■ **Page extract**
== == ==

Recently, during a particularly overwhelming time, I took a three-day weekend trip to Dalyan. When choosing a hotel, I relied on customer ratings and reviews on booking.com. The most important criteria for me were service quality and cleanliness. Based on these, I set my sights on a highly rated hotel: Palmyra Hotel.
We landed at Dalaman Airport early Friday morning on a 7 a.m. flight. From there, we set off for Dalyan. Based on what people had told me, we were heading to a truly magical place—and once we arrived, Dalyan exceeded even my highest expectations.
Imagine a place that has every beauty a traveler could hope for: stunning beaches, crystal-clear sea, a majestic river, a peaceful lake, impressive hills, lush greenery that soothes the soul, ancient ruins of civilizations that shaped history, restaurants offering a rich variety of delicious dishes, healing thermal spas, and warm, hospitable people. What more could you want from a destination?
When we arrived, the hotel’s owner and manager, Mr. Serdar, greeted us at the entrance.
“We were expecting you yesterday morning,” he said. I explained that we had to cut the trip short by a day due to work obligations. He sighed and said, “Now how are we going to host you properly?” I didn’t quite get what he meant until he blurted it out: “Even your penthouse suite is as big as this entire hotel.” At that moment, I thought to myself, “Oh boy, how does he know who I am?” I reassured him that I’m not someone who cares about luxury and glamour—that what really matters to me is good service and a clean place to stay. That seemed to put him at ease.

Throughout our stay, I saw once again that “customers usually tell the truth.” Just like the reviews on booking.com, we found the hotel management to be warm and sincere. When I say “hotel management,” don’t imagine a large staff—it was just Serdar and his wife running the place. They also had a sweet little six-month-old baby named Mehmet Deniz. Even though the rooms were a bit on the quaint side, I quite enjoyed staying at the hotel thanks to their professional attitude, commitment to cleanliness, and its idyllic location right by the river. They also helped us with everything, from arranging boat tours on the first day to giving us great local tips.
On the first day, we took a boat to Iztuzu Beach. Walking along the 7 km stretch of shoreline was the perfect stress reliever. I especially recommend trying Dalyan’s freshly squeezed pomegranate juice—it’s both delicious and healthy. After an hour-long walk on the beach and some juice, we set off by boat again to visit the ancient city of Kaunos. The documented history of this city, which we visited via the Dalyan Canal, dates back 2,800 years, but it is estimated to be a much older settlement. Stone cutting tools and arrowheads dating from the Paleolithic era can be found in many locations. The documents and remains found reveal that Kaunos was once a major economic power, a sovereign state capable of minting its own coins.

== == ==

■ **Objective**
Return, word for word, the stretch of the Dalyan travel account from "We landed at" through "at the entrance.".

== == ==

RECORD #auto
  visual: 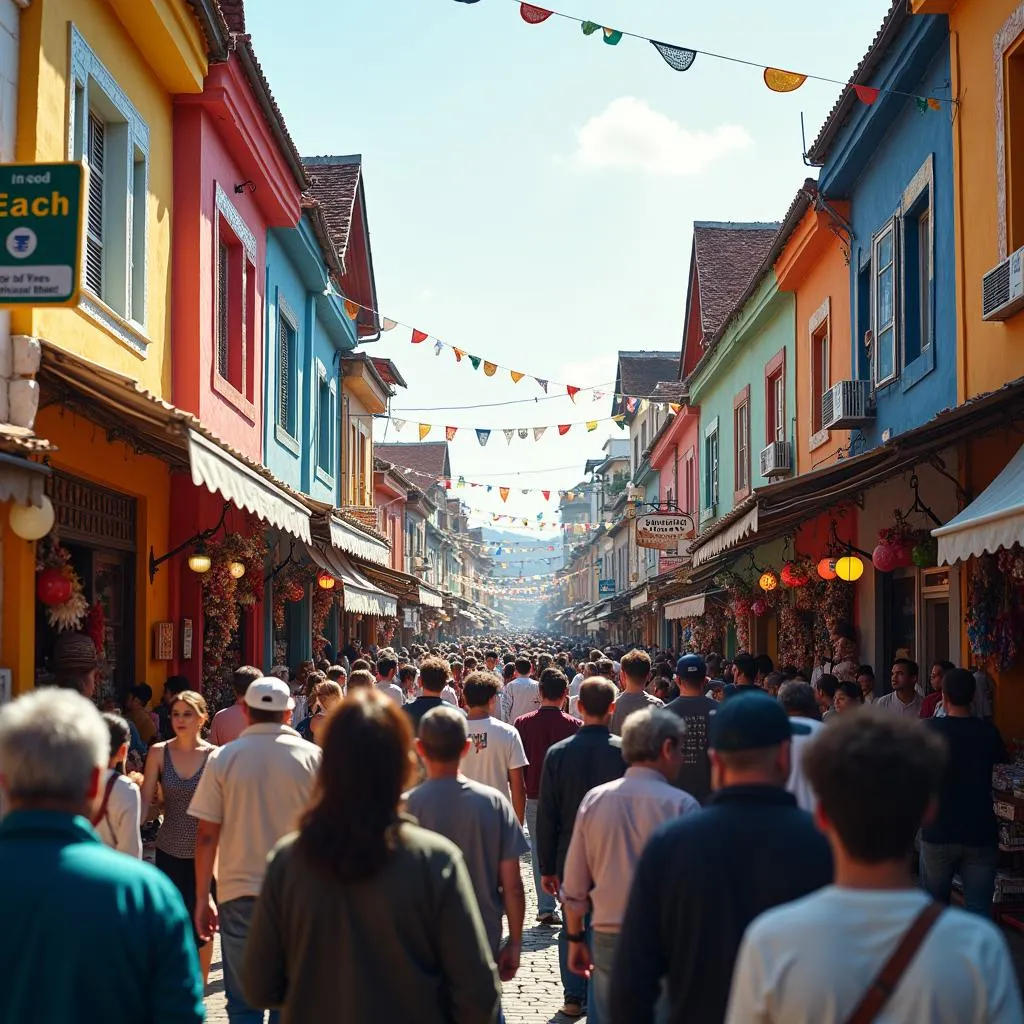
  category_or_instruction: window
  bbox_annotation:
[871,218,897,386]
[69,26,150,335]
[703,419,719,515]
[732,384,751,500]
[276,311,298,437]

== == ==

■ **Result for this task**
We landed at Dalaman Airport early Friday morning on a 7 a.m. flight. From there, we set off for Dalyan. Based on what people had told me, we were heading to a truly magical place—and once we arrived, Dalyan exceeded even my highest expectations.
Imagine a place that has every beauty a traveler could hope for: stunning beaches, crystal-clear sea, a majestic river, a peaceful lake, impressive hills, lush greenery that soothes the soul, ancient ruins of civilizations that shaped history, restaurants offering a rich variety of delicious dishes, healing thermal spas, and warm, hospitable people. What more could you want from a destination?
When we arrived, the hotel’s owner and manager, Mr. Serdar, greeted us at the entrance.